### EXTRACT
::::

# Advise needed, may need a gun too!



## bigal (May 16, 2007)

The gun would be used to shoot myself in the head for getting into this. 

I said I would smoke sliced brisket and pulled pork for 200+ people this fall(2007). All I have to do is the meat, and have it ready to serve(ie sliced and pulled ready to reheat)

Found out 1hr ago, thank you wife 
	

	
	
		
		



		
			






 ! Here is what I'm think'n, usually do better in a hurry and on the spot.
1/4#/person of sliced brisket 
1/4#/person of pulled pork
4oz/person of bbq sauce(of which I've made only a few times! need practice!!!)
weights of meat /person is of uncooked meat, not final product.

Forgot to add that the briskets will be packers, sliced w/point & flat together.  Pulled pork will be Boston butts, or maybe shoulders.

I will be smoke'n on Traeger that holds 2 12# briskets.......and maybe one little smokey hot dog! If you would like to donate a LANG 60 W/WARMER(and I mean donate as in I get to keep it) I would appreciate it! 
	

	
	
		
		



		
		
	


	





Everyone else brings sides and drinks. 

Am I off? close? There will be men, women, and children. This is for a 4-H banquet. Maybe 1/3#/person on the meat? I don't want to run out. They will pay for the meat and supplies. I figure I'll throw in the spices for free and charge $1/head for pellets and my time. My kids are in 4-H, and it will be somewhat of a donation.........as far as the tax man knows it will be a BIG donation. 
	

	
	
		
		



		
		
	


	





Any help appreciated. Let me know if I'm off/on or nuts. Thanks DumbAL


----------



## pigcicles (May 16, 2007)

Nuts?! No... INSANE is closer... guess we'll see what the ol' _TREAGER_ has. Will this be a smorgasboard or will they order and get their plates already made up? If the plates will be made and handed out then 1/4 to 1/3 lb should be fine... if they build their own then I would bet the number would be higher.. just my opinion though. Let us know how this saga unfolds for you. Good Luck TraegerMeister  
	

	
	
		
		



		
		
	


	





Keep Smokin


----------



## bigal (May 16, 2007)

Thanks Pig.  They will build their own plates, buffet style, so I better figure closer to 1/2#/person for each meat.  But then again that sounds like alot of meat.  I would think 1/3#/person/meat would be enough, but then again we have some real pigs out here.  They can smell a free meal from 20miles away!  Damn rednecks/brothers!

::::

Saved data entries:
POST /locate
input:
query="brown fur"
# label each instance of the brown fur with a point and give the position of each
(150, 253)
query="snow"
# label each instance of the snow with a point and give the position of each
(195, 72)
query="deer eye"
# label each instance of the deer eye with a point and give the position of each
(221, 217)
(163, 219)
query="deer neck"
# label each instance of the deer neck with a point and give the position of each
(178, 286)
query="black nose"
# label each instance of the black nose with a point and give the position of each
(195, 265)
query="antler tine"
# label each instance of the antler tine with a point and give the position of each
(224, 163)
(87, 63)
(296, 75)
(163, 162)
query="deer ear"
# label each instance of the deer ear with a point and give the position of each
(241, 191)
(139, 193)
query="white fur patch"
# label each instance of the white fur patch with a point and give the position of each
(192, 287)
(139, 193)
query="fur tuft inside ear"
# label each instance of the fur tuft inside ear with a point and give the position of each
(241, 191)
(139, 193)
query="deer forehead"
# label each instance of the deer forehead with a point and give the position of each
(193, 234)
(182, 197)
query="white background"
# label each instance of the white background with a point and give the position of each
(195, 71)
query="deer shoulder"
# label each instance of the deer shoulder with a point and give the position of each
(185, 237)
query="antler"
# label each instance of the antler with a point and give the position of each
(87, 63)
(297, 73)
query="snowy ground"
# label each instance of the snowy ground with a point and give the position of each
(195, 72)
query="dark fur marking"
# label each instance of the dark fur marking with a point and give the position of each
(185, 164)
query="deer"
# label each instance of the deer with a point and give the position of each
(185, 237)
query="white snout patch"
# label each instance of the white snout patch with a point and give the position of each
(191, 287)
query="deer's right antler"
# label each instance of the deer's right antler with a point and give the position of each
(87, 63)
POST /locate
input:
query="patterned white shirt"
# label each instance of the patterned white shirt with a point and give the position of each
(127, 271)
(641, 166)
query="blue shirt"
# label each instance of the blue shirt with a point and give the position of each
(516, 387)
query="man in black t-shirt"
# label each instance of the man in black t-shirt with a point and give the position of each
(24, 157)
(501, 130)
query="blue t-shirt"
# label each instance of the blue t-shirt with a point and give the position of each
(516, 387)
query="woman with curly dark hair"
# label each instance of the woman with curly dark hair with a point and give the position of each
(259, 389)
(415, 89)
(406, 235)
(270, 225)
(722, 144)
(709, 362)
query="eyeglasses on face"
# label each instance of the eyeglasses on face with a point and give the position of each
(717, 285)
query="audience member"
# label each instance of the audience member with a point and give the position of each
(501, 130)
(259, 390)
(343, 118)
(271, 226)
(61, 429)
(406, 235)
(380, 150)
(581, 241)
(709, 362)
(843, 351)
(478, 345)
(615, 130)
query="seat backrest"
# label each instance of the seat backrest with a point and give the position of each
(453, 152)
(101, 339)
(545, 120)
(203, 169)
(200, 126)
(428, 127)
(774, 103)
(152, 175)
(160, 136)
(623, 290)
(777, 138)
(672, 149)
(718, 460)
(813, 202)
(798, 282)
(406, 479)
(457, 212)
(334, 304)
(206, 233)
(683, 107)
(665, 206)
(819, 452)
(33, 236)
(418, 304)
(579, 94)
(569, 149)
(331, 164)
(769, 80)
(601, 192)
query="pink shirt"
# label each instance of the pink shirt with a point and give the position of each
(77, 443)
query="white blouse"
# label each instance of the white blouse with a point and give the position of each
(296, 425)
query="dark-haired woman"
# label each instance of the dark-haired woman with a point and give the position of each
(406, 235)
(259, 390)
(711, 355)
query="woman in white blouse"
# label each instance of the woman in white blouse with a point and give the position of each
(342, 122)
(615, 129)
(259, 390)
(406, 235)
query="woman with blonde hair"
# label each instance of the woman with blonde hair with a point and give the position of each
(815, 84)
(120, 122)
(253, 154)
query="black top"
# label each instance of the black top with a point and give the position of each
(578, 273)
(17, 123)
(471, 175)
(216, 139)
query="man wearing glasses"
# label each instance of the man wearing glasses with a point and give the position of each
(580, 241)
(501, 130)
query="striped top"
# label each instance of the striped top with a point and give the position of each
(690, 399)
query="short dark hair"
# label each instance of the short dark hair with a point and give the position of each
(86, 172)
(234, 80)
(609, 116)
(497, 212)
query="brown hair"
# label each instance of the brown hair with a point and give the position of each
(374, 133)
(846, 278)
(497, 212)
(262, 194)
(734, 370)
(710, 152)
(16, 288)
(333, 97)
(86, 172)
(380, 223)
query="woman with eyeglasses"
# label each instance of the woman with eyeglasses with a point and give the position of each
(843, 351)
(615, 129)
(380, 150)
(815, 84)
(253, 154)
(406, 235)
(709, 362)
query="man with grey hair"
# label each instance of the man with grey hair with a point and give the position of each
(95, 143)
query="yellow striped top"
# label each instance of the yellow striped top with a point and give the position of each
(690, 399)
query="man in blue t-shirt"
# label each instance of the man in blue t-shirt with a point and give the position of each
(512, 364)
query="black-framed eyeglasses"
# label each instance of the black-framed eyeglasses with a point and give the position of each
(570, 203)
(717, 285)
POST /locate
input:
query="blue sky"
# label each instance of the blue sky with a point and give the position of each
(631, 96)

::::

### TASK SET
1. In the barbecue forum thread, what event is the meat being smoked for?
2. List the per-person amounts that bigal proposes in his first post of the barbecue forum thread.
3. Carry on the barbecue forum thread about smoking meat for 200+ people from the point where it ends.

### ANSWERS
1. A 4-H banquet.

2.
- 1/4 lb of sliced brisket per person
- 1/4 lb of pulled pork per person
- 4 oz of barbecue sauce per person

3.
	

	
	
		
		



		
		
	


	





maybe 7oz/meat/person.  I don't want them to pay for too much extra meat.

If I win the lottery before then, I'll pay for everyone on this site to come down and help out.  Show these w.KS people what REAL bbq is.  I guess I need to buy a ticket first, go ahead and hold your breath, haven't seen anyone "blue" for a while now 
	

	
	
		
		



		
		
	


	





 .  Guido & I have been on vacation from that for 2 weeks.  Need to head to Chicago for another job soon, may stop by Theresa & Bud's, knock them off and take their smoker while I'm up there.


----------



## goat (May 16, 2007)

BigAl, you have a group of kids that are big eaters, and most of them will be bringing their dads along with some moms.  Given the low yield of briskets, I would figure 1/lb/person, uncooked.  IMHO 1 brisket will feed 16 people.  1 gallon of sauce/100 people should be enough.


----------



## tonto1117 (May 16, 2007)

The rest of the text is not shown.